PASSAGE Block Start
In the second instalment of four articles, Sam Bleakley explores The Soul of Surfing alongside the stunning photography of Katie Rae.
Words by Emma Brown | Photography by Katie Rae | 7th July ‘18
You can read part one here, where Sam discusses the cultural context of the term ‘soul surfer’ and the often overlooked role of the wipeout.
The spiritual importance of the ocean traces back to the origins of surfing. Riding prone on short, wooden, curved-nose boards, is 3,000 to 4,000 years old. It appeared independently along the coastlines of West Africa and around the Pacific from New Guinea to Easter Island. In Peru, depictions on pottery of reed fishing canoes being surfed standing up date back to 1,000BC. Wave-riding became embedded in the Polynesian cultures of New Zealand, Tahiti and Marquesas. When the ocean-roaming Polynesians settled Hawaii in 400AD, stand-up surfing developed into a complex cultural practice. Expert surfboard-makers searched forests for suitable trees, felled them, carefully worked them with coral sanding blocks, polished them with stones and stained them with vegetable dyes and glossed them with nut oil. The board – to the educated eye – could be seen ‘in’ the tree before felling. Boards were blessed before ridden to celebrate the spirit of place. Contemporary Hawaiian surfer and builder and rider of traditional olo, alaia and paipo boards Tom Phaku Stone, recounts this blessing: “Greetings from our ancestors. Greetings from our guardians, the many Gods of this island, of the ocean. Thank you for the spirit of this tree.” Entering the soul – the heartwood – of the tree is a shamanic journey, to ask the tree to ‘give away’ or offer its soul for human use. Like every animal that is hunted, every tree felled this way must have its apology.
The board became a spirited family member. But surfing was ‘the sport of kings and queens’ - hierarchical, not even a meritocracy (where the best riders could claim the best boards) and certainly not a democracy as it is today, where any level of surfer can own any kind of board. The Hawaiians wrote love stories around surfing. Surfing was feminised - the ancient break Kekaiomamala (The Sea of Mamala) was named after a woman champion. The board was her status symbol. One Hawaiian legend tells of a good-looking local enticed by a gorgeous chieftess to ride alongside her at a Waikiki break reserved for royalty. He was nearly executed by the ruling chief, saving himself only after he was able to skewer 400 rats with a single shot. The democratising of surfing is one of the great success stories of post-war America, where, in California in the 1950s, surfing gained an identity as a sport where ‘all can be kings and queens’.
PASSAGE Block End
ENTRIES SHOWN Block Start
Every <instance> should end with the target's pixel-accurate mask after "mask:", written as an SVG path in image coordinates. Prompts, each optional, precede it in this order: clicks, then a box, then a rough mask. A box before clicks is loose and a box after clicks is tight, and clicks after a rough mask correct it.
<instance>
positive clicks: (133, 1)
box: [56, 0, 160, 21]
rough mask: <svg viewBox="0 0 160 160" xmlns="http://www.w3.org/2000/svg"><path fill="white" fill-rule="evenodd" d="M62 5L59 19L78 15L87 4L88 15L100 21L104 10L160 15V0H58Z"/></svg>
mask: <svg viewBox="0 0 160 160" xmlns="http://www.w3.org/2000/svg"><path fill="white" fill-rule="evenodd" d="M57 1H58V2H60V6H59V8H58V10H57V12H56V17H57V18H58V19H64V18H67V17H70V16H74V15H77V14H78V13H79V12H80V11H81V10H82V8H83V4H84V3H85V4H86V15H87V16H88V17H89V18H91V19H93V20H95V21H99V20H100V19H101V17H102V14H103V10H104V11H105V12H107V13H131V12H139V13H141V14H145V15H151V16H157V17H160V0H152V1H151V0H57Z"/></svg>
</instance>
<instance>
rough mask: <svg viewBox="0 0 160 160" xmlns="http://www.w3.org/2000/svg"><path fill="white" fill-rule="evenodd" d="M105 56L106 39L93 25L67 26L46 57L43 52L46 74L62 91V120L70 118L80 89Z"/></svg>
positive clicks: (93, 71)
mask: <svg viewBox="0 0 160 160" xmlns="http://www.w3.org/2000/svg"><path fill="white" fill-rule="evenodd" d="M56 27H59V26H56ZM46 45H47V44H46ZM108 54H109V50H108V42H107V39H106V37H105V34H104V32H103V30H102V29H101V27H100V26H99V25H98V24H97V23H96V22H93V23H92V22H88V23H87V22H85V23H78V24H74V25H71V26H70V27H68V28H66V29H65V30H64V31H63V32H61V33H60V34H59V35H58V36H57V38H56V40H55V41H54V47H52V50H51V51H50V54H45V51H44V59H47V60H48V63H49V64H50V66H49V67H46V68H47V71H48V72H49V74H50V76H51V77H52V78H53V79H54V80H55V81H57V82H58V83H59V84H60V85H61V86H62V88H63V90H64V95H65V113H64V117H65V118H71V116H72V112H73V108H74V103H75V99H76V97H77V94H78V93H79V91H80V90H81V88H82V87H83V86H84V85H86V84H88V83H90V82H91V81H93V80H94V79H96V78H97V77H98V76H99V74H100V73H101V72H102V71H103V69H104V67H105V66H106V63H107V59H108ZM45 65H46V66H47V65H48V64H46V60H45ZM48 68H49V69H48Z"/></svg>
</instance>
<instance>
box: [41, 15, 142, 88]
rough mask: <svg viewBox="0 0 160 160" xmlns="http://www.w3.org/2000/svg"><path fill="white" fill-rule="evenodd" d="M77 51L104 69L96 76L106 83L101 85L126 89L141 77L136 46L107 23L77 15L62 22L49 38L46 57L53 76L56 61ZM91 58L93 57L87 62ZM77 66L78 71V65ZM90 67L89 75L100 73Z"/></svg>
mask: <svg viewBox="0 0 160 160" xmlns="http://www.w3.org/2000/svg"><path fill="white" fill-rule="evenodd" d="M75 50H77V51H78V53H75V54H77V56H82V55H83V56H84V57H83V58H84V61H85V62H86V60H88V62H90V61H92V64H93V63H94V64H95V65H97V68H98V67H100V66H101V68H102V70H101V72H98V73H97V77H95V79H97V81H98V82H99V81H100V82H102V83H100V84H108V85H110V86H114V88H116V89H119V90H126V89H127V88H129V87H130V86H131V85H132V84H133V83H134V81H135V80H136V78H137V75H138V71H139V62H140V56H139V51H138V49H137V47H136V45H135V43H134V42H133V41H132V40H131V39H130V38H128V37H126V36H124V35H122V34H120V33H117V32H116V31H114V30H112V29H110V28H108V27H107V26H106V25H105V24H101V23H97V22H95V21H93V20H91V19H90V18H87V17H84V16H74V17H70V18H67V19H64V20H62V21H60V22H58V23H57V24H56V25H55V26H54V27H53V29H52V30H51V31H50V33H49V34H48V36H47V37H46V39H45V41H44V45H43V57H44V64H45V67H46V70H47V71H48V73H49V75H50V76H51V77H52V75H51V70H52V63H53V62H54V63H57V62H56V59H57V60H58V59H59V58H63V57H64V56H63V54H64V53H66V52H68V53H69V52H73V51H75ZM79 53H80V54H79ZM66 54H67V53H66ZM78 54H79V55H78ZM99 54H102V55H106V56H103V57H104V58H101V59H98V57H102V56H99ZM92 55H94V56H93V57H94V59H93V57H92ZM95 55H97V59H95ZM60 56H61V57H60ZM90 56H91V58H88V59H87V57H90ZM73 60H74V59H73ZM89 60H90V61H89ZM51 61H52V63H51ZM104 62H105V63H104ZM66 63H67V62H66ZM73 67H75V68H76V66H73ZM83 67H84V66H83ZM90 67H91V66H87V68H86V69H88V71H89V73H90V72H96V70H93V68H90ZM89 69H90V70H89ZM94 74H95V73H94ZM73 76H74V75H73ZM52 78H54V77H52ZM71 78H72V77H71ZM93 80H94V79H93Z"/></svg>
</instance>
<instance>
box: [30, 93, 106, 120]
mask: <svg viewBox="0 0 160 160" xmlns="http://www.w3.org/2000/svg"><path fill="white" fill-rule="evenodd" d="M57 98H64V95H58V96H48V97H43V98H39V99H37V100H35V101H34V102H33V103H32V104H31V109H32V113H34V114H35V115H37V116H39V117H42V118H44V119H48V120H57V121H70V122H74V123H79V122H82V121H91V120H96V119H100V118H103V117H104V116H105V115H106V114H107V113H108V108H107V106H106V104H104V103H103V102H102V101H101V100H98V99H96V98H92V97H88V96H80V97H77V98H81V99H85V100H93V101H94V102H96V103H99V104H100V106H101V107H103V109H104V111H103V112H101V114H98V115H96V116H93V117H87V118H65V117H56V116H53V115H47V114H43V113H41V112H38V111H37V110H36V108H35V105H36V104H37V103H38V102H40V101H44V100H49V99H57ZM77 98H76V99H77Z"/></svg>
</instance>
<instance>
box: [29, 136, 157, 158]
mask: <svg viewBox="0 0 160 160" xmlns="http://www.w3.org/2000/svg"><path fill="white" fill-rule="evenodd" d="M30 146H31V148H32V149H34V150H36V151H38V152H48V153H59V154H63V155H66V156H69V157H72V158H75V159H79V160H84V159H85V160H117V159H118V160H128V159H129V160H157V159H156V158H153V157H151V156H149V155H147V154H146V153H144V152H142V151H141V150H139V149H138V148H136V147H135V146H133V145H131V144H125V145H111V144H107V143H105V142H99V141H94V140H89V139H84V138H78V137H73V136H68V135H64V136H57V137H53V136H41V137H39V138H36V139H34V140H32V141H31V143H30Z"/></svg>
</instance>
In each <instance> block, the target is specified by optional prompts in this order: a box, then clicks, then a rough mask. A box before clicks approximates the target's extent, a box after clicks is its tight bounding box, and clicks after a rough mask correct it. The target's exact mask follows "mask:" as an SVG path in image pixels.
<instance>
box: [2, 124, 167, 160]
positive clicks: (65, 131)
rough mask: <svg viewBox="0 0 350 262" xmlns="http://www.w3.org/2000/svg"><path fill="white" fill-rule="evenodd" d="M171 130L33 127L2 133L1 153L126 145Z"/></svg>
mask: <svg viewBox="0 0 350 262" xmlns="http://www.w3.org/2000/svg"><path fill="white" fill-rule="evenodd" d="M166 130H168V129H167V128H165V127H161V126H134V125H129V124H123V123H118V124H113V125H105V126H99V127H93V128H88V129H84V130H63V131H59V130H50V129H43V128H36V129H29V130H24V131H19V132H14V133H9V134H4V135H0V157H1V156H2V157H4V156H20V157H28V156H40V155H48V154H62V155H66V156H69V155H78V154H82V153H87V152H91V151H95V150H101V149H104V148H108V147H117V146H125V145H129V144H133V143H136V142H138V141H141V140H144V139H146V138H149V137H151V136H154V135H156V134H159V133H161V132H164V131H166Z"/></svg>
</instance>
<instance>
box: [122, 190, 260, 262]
ENTRIES SHOWN Block End
> [INSTRUCTIONS TO FOLLOW]
Copy from the surfing article the part that opens with the words containing "In the second" and closes with "of the wipeout.", keeping every word unchanged.

> [THE ANSWER]
In the second instalment of four articles, Sam Bleakley explores The Soul of Surfing alongside the stunning photography of Katie Rae.
Words by Emma Brown | Photography by Katie Rae | 7th July ‘18
You can read part one here, where Sam discusses the cultural context of the term ‘soul surfer’ and the often overlooked role of the wipeout.